##### EXTRACTED TEXT
Award Title:
Arabidopsis 2010: Large-scale fluorescent
tagging of full-length genes to characterize native expression patterns and
subcellular targeting of Arabidopsis
proteins of unknown function
Award Abstract:
This pilot project will develop a high-throughput strategy to analyze native expression patterns and subcellular localization of Arabidopsis gene products of unknown function. This strategy, fluorescent Tagging of Full-Length Proteins (FTFLP), will comprise five major steps: (1) Selection of “functionally unassigned” Arabidopsis genes and prediction of their protein structure and suitable site for fluorescent tag insertion (2) Amplification of each gene in two parts, with the junction between the two parts corresponding to our chosen insertion site for the fluorescent tag(3) Introduction of the fluorescent tag, yellow fluorescent protein (YFP) using a triple overlap PCR approach (4) Insertion of PCR products into binary vectors (5) Production of transgenic Arabidopsis lines and analysis of expression pattern and intracellular localization for each tagged protein. As a pilot approach, the project aims to analyze a statistically significant number of genes to support the applicability to a subsequent wider study. To this end, approximately 800 genes (listed at the already operational project website http://arabidopsis.org/info/2010_projects/proteintagging.html) were selected from a total of ca. 8,000 unknown genes. This pilot list was chosen based on the following sequentially-applied criteria: 1) have matching full-length cDNA, 2) are annotated as ‘unknown protein’ or ‘putative protein’, and 3) do not have any Gene Ontology annotations. The selected genes reflect the diversity of all the unknown Arabidopsis genes with respect to plant specificity, predicted domain and/or gene family information, and availability of matching full-length cDNA sequences.
FTFLP as a tool for functional proteomics offers
three significant advantages: it focuses on genes of unknown function, it
produces internally-tagged full length proteins that are more likely to exhibit
faithful intracellular localization, and it utilizes native promoters to allow
us to determine tissue specificity. Three deliverables will be offered to the
research community:
1) Expression vectors harboring full-length
sequences for each gene under its native promoter and tagged with YFP flanked
by unique restriction sites,
2) Arabidopsis
transgenic lines expressing each construct, and
3) A website and a searchable database containing
information about the lines and constructs, including the gene sequences
highlighted with positions of primers and tagging sites, vector construct
information, images and text descriptions of the protein expression pattern and
intracellular localization, and protocols and standard operation procedures in
experimentation, analysis, and interpretation. Also, a Reference Protein
Subcellular Localization Map will be constructed using fluorescently-tagged
proteins with known intracellular targeting.
These resources will be available to the public
through two unrestricted venues: DNA constructs and transgenic seeds will be
distributed through the Arabidopsis
Biological Resource Center (ABRC) whereas gene sequences and expression and
subcellular localization data, including fluorescence microscopy images, will
be disseminated via the project website integrated into The Arabidopsis Information Resource (TAIR).
Importantly, this sharing of the resources and results of this project through
ABRC and TAIR, respectively, will take place on a continuous basis as the
deliverables become available. Announcements on the availability of new
resources will be made through such electronic media as the Bionet USENET newsgroups and parallel e-mail lists.
This project significantly advances the overall objectives of the 2010 Project by characterizing on a large scale the expression and subcellular localization of unknown Arabidopsis genes. Our understanding of Arabidopsis biology will be glaringly incomplete without such knowledge. In addition, this project has a broader impact on the society and science. Once this pilot project demonstrates the feasibility of the proposed approach, it will serve a basis for developing a laboratory curriculum for use in cell biology training of high school students and teachers as well as beginning investigators at the CSHL DNA Learning center and the annual Arabidopsis Molecular Genetics Course, and at the biannual UCR Plant Cell Biology course. Finally, a teaching outreach program with community colleges will involve undergraduates in summer research. Thus, our program will bridge genomic approaches with cell biology in the laboratory and classroom, and generate important novel information and tools to characterize the Arabidopsis proteome.
##########
→ **TASK OBJECTIVE**:
Answer these from the award abstract above:
(a) About how many genes were picked for the pilot list, and from about how many unknown genes?
(b) What fluorescent tag is put into the genes?
(c) Through which center will the DNA constructs and transgenic seeds be given out?
##### EXTRACTED MATERIAL
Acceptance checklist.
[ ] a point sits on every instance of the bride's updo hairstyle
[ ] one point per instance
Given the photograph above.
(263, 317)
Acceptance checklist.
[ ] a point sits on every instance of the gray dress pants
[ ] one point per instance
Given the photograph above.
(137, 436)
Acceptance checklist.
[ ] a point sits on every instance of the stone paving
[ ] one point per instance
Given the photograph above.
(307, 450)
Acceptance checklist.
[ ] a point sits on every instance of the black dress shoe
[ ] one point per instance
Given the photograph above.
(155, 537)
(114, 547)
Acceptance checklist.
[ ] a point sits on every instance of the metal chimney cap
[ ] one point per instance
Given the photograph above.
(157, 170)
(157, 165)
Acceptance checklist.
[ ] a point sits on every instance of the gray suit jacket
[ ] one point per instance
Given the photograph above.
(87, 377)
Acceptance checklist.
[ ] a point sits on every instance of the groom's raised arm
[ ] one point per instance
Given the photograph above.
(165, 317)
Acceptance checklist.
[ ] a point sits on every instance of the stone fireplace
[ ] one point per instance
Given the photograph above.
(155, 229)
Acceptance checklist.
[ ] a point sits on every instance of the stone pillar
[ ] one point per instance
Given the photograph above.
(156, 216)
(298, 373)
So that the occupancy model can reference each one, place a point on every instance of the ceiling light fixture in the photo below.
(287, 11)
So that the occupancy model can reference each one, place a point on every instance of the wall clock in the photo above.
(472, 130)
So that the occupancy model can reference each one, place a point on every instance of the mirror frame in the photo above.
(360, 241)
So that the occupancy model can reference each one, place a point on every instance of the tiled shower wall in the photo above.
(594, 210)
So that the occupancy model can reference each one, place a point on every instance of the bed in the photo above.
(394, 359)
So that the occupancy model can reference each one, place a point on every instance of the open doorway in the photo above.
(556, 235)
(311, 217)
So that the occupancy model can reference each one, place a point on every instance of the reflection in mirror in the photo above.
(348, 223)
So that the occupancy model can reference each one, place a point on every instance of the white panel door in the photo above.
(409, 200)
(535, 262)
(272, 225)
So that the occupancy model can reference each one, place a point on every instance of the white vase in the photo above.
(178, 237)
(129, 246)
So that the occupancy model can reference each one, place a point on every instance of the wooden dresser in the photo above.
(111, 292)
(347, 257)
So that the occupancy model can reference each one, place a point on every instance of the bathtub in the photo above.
##########
→ **RESPONSE TO THIS TASK**:
(a) About 800 genes, picked from about 8,000 unknown genes.
(b) Yellow fluorescent protein (YFP).
(c) The Arabidopsis Biological Resource Center (ABRC).